Work to do: Count the lines below that contain the string "each", with uppercase and lowercase treated as different. Give only the number.

Material for this exercise:
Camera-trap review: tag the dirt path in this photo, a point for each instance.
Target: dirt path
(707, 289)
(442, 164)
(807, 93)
* * *
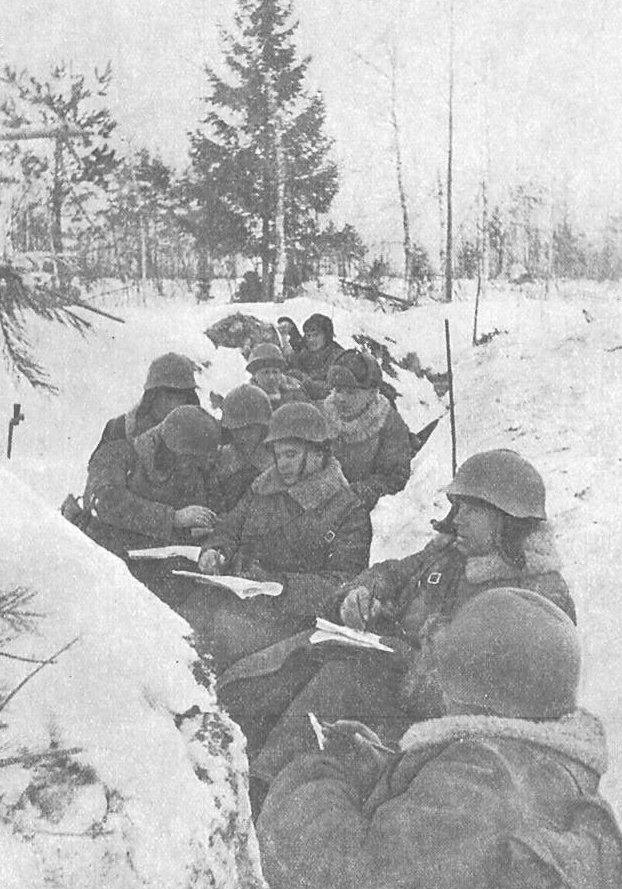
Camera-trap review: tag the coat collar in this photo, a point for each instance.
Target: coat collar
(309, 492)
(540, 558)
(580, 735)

Output of the task: 2